→ DOCUMENT EXTRACT:

--- start ---

Back to gaming, finally.
Lately (mainly due to the two more recent STALKER games being broken, and me having played Shadow of Chernobyl through about six or seven times by now), I've been playing more Fallout 3. Technically, I've finished the game once; however, on my first run I was still in the 'hurry up and finish the main quest, before it all goes down the pan on you' mindset of nearly every other game I've played. This sense of inevitability drove me to blast through the main quest at such a rate that I had barely explored the map beyond the central area of the Capital Wasteland, as well as the most direct routes between quest objectives. In doing so, I missed probably a good 50-60% of what the game had to offer, and it was too late to do anything.
Thankfully, I'd saved halfway through the assault on the Jefferson Memorial. After the credits finished, I immediately loaded up and put as much distance between myself and the ensuing battle as possible, before wandering off to explore. This broke the game pretty badly, but at least I got to explore a little.
Recently, I started the game over for the sake of altering my playing style a little. It's this character I've been playing on, and it was halfway through a trip between Meresti and Arefu that I decided on the topic for my next post.
Fallout had a very tangible time restriction on the main quest, and this was very apparent. You were told in your briefing, you had a countdown timer accessible from your Pip-Boy, and it added the very real risk of not getting things done in time and suffering for it. Fallout 3, on the other hand, seems happy to do away with this utterly. STALKER used time constraints on its side quests, but Bethesda wouldn't even take this step; even where a sense of urgency seems logical, there is absolutely none. The Big Town residents you're supposed to save from the Super Mutants in Germantown can and will wait for as long as you want. You could feasibly spend a year ingame; they'd still be there, and you'd still be able to rescue them. With this in mind, it's not entirely strange to ponder whether they really need saving at all.

--- end ---

→ EXERCISE REQUIREMENTS:
[a] Reproduce the post about replaying Fallout 3 word for word, in full.
[b] Quote every one of the image location labeling rows below verbatim, omitting the pictures from your reply.

(Image location labeling rows)
--- start ---

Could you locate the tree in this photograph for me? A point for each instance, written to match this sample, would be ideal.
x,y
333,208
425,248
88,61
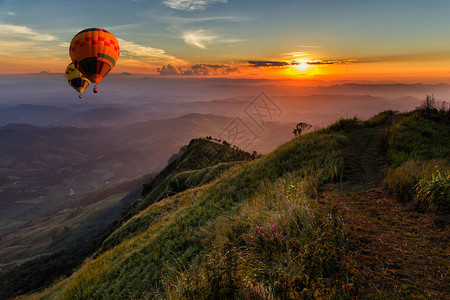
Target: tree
x,y
301,127
429,104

--- end ---

→ THE ANSWERS:
[a]
Back to gaming, finally.
Lately (mainly due to the two more recent STALKER games being broken, and me having played Shadow of Chernobyl through about six or seven times by now), I've been playing more Fallout 3. Technically, I've finished the game once; however, on my first run I was still in the 'hurry up and finish the main quest, before it all goes down the pan on you' mindset of nearly every other game I've played. This sense of inevitability drove me to blast through the main quest at such a rate that I had barely explored the map beyond the central area of the Capital Wasteland, as well as the most direct routes between quest objectives. In doing so, I missed probably a good 50-60% of what the game had to offer, and it was too late to do anything.
Thankfully, I'd saved halfway through the assault on the Jefferson Memorial. After the credits finished, I immediately loaded up and put as much distance between myself and the ensuing battle as possible, before wandering off to explore. This broke the game pretty badly, but at least I got to explore a little.
Recently, I started the game over for the sake of altering my playing style a little. It's this character I've been playing on, and it was halfway through a trip between Meresti and Arefu that I decided on the topic for my next post.
Fallout had a very tangible time restriction on the main quest, and this was very apparent. You were told in your briefing, you had a countdown timer accessible from your Pip-Boy, and it added the very real risk of not getting things done in time and suffering for it. Fallout 3, on the other hand, seems happy to do away with this utterly. STALKER used time constraints on its side quests, but Bethesda wouldn't even take this step; even where a sense of urgency seems logical, there is absolutely none. The Big Town residents you're supposed to save from the Super Mutants in Germantown can and will wait for as long as you want. You could feasibly spend a year ingame; they'd still be there, and you'd still be able to rescue them. With this in mind, it's not entirely strange to ponder whether they really need saving at all.

[b]
Could you locate the tree in this photograph for me? A point for each instance, written to match this sample, would be ideal.
x,y
333,208
425,248
88,61
Target: tree
x,y
301,127
429,104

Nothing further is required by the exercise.